● **DOCUMENT EXCERPT**
:::::

Publisher: Quirk Books
Release Date: June 7th 2011
Series: Miss Peregrine's Peculiar Children #1
Genres: Paranormal, Young Adult
A mysterious island. An abandoned orphanage. A strange collection of very curious photographs.
It all waits to be discovered in Miss Peregrine’s Home for Peculiar Children, an unforgettable novel that mixes fiction and photography in a thrilling reading experience. As our story opens, a horrific family tragedy sets sixteen-year-old Jacob journeying to a remote island off the coast of Wales, where he discovers the crumbling ruins of Miss Peregrine’s Home for Peculiar Children. As Jacob explores its abandoned bedrooms and hallways, it becomes clear that the children were more than just peculiar. They may have been dangerous. They may have been quarantined on a deserted island for good reason. And somehow—impossible though it seems—they may still be alive.
A spine-tingling fantasy illustrated with haunting vintage photography, will delight adults, teens, and anyone who relishes an adventure in the shadows.
Major Selling Points:
Horror is not something I read often, but when I do read it I want to be creeped out. I want my skin to crawl. I want to feel like I might have nightmares (while being in awe of how awesome and terrifying the monsters are). I thought that MISS PEREGRINE’S, with its photos, would be a creeptastic horror novel. And at the start, it was a bit scary. But overall… It’s completely different to what I was expecting. Not so creepy.

:::::

● **DATA PROVIDED**
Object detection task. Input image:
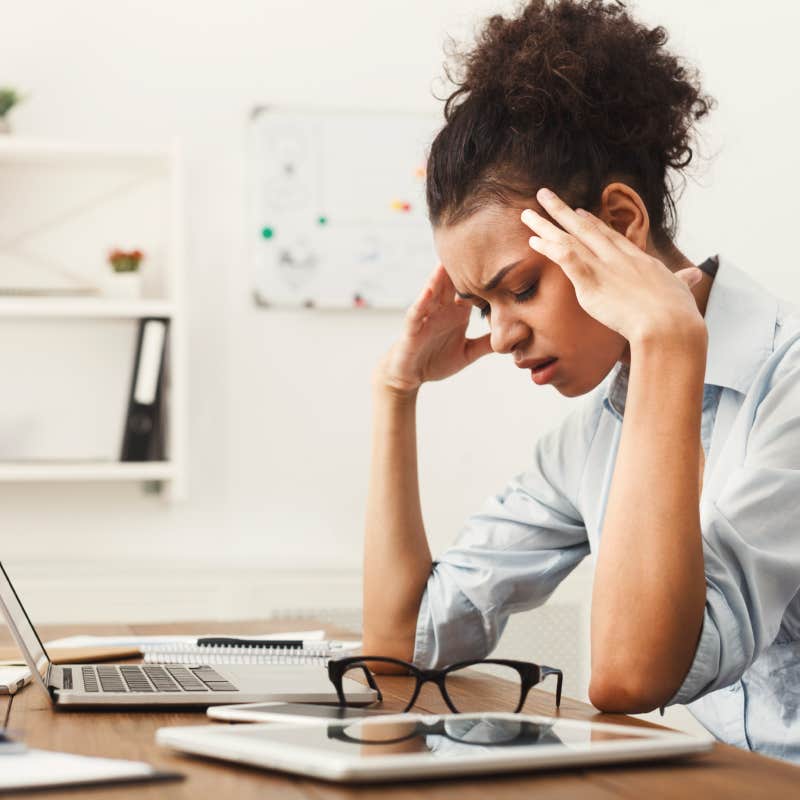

:::::

● **WRITTEN INSTRUCTION 1**
In the book listing, where is the remote island that Jacob travels to?
● **WRITTEN INSTRUCTION 2**
List every audience that the book listing says the novel will delight.

● **WORKED ANSWER 1**
Off the coast of Wales.

● **WORKED ANSWER 2**
Adults, teens, and anyone who relishes an adventure in the shadows.